Le projet de loi qui concerne les 5,5 millions d'agents (Etat, hospitalière, territoriale) est "percuté" par avance par les récentes annonces du chef de l'Etat: le possible abandon de l'objectif de 120.000 suppressions de postes d'ici 2022 et la volonté de repenser le fonctionnement de la haute fonction publique, avec la suppression de l'ENA.
Ces sujets ne figurent pas stricto sensu dans le projet, mais ne manqueront pas de planer sur les deux semaines d'examen, avec plus de 1.000 amendements au menu, avant un vote solennel le 28 mai.
La journée de mobilisation des fonctionnaires qui a rassemblé jeudi 108.900 manifestants en France selon le ministère de l'Intérieur, 250.000 selon la CGT, comptera aussi. Les syndicats ont fait front commun pour critiquer "un passage en force" du gouvernement, qu'ils accusent de vouloir une fonction publique alignée sur les règles du privé, au détriment du statut de fonctionnaire et de l'indépendance des agents.
Le secrétaire d'Etat chargé de la fonction publique Olivier Dussopt assure, lui, que le statut "n'est pas remis en cause", mais qu'il s'agit de le "faire évoluer". Le texte vise notamment à davantage de "souplesse" dans le recrutement avec un recours accru aux contractuels -déjà au nombre d'1 million -, des mobilités facilitées, ou encore un dialogue social "simplifié" avec une refonte des instances.

_Données disponibles_:

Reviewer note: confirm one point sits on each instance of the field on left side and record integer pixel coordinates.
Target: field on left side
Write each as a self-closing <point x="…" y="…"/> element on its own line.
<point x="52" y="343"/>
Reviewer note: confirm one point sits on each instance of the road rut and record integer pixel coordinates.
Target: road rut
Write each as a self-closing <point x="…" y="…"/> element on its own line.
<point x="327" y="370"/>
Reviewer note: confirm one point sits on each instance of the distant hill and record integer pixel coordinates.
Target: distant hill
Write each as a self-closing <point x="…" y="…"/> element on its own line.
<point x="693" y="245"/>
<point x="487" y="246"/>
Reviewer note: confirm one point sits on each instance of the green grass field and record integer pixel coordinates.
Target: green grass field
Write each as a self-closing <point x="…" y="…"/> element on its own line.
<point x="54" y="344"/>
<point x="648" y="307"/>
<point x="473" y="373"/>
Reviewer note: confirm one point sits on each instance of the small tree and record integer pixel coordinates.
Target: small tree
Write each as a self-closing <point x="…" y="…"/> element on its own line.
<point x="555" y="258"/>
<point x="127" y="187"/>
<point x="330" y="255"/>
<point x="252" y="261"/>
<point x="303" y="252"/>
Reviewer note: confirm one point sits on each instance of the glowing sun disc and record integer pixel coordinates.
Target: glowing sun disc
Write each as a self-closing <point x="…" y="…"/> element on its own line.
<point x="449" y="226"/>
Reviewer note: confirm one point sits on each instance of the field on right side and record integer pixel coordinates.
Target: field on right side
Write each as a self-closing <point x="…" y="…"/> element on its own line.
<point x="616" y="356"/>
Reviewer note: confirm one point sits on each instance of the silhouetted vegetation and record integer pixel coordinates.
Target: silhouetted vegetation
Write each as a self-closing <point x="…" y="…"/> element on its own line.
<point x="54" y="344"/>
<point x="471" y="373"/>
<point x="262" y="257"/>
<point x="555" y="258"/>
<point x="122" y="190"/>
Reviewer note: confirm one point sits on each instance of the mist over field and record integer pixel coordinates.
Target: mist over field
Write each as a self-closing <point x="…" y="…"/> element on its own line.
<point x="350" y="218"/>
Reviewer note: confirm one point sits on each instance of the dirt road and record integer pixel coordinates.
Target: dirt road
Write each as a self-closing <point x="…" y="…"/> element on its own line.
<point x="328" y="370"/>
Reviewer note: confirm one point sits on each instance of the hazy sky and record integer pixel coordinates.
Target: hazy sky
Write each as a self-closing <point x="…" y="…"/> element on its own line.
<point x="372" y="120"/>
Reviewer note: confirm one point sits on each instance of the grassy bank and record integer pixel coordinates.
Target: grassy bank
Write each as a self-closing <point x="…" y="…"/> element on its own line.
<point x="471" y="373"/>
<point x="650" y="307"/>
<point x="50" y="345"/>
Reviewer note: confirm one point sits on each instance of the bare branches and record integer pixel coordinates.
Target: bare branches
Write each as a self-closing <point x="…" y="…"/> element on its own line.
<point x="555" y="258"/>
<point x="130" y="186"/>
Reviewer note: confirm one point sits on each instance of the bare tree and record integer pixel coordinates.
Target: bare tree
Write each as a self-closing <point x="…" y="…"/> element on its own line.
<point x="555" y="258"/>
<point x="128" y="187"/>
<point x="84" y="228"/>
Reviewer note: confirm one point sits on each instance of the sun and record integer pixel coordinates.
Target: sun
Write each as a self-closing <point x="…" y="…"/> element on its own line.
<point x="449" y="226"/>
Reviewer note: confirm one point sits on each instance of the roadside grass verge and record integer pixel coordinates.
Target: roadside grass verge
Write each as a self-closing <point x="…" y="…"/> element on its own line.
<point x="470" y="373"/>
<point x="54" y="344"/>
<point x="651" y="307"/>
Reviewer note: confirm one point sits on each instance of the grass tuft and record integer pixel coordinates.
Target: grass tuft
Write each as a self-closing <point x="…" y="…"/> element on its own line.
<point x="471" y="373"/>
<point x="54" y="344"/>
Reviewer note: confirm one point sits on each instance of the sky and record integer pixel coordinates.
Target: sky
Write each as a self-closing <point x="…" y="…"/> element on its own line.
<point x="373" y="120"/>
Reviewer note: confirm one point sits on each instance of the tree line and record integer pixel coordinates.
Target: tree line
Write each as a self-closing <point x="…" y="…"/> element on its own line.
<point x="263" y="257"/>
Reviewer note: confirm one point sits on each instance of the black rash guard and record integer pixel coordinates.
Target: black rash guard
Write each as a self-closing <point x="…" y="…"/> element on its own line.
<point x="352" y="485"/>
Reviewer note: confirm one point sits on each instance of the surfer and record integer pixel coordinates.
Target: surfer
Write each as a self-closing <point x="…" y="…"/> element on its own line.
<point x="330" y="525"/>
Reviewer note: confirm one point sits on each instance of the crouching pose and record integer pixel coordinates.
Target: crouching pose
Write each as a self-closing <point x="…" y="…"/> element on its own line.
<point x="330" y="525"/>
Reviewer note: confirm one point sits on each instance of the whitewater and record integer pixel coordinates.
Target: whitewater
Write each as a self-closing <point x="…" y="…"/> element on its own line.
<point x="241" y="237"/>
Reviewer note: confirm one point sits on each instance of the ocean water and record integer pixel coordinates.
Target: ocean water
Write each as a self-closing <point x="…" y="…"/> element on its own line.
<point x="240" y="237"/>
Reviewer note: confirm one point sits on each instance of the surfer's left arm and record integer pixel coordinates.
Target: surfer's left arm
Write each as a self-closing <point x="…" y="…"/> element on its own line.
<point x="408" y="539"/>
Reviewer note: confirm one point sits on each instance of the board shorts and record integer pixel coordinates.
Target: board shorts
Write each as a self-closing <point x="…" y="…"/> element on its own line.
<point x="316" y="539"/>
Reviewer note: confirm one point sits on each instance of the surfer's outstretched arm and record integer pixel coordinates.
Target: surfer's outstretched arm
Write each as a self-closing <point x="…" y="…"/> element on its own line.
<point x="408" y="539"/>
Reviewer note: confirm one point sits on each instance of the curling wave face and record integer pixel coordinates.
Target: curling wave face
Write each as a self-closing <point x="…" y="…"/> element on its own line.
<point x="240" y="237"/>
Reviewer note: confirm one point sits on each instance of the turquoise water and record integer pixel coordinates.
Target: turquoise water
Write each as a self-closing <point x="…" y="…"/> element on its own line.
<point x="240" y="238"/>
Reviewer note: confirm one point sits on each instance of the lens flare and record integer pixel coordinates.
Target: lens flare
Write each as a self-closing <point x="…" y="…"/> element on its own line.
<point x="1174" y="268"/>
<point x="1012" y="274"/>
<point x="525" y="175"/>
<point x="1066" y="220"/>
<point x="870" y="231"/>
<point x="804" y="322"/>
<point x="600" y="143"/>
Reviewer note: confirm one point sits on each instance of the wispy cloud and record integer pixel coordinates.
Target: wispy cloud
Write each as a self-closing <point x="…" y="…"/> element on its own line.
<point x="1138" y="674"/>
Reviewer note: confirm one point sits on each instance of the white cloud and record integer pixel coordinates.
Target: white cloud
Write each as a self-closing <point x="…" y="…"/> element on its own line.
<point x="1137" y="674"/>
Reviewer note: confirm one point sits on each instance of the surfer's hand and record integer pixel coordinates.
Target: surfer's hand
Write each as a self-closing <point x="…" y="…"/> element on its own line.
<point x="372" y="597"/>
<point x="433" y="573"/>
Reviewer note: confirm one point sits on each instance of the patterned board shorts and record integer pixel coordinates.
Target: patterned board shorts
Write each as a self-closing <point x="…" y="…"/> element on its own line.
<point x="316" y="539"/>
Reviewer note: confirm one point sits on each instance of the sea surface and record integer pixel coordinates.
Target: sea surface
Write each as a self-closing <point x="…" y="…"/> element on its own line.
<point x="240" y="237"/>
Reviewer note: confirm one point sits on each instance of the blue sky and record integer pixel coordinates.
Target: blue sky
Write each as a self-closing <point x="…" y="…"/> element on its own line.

_Actions requises_:
1 > D'après le texte extrait, combien de manifestants la CGT a-t-elle comptés lors de la journée de mobilisation des fonctionnaires ?
2 > Reformulez sous forme de liste le paragraphe du texte extrait qui commence par « Le secrétaire d'Etat chargé de la fonction publique », en conservant ses faits principaux.
3 > Recopiez à l'identique le passage du texte extrait commençant par « Le projet de » et se terminant par « solennel le 28 mai. ».

_Résultats dans l'ordre_:
1 > 250.000 manifestants.

2 >
- Olivier Dussopt, secrétaire d'État chargé de la fonction publique, affirme que le statut n'est pas remis en cause et qu'il s'agit de le faire évoluer.
- Le texte vise une plus grande souplesse dans le recrutement, avec un recours accru aux contractuels, déjà au nombre d'un million.
- Il prévoit des mobilités facilitées.
- Il prévoit un dialogue social simplifié, avec une refonte des instances.

3 >
Le projet de loi qui concerne les 5,5 millions d'agents (Etat, hospitalière, territoriale) est "percuté" par avance par les récentes annonces du chef de l'Etat: le possible abandon de l'objectif de 120.000 suppressions de postes d'ici 2022 et la volonté de repenser le fonctionnement de la haute fonction publique, avec la suppression de l'ENA.
Ces sujets ne figurent pas stricto sensu dans le projet, mais ne manqueront pas de planer sur les deux semaines d'examen, avec plus de 1.000 amendements au menu, avant un vote solennel le 28 mai.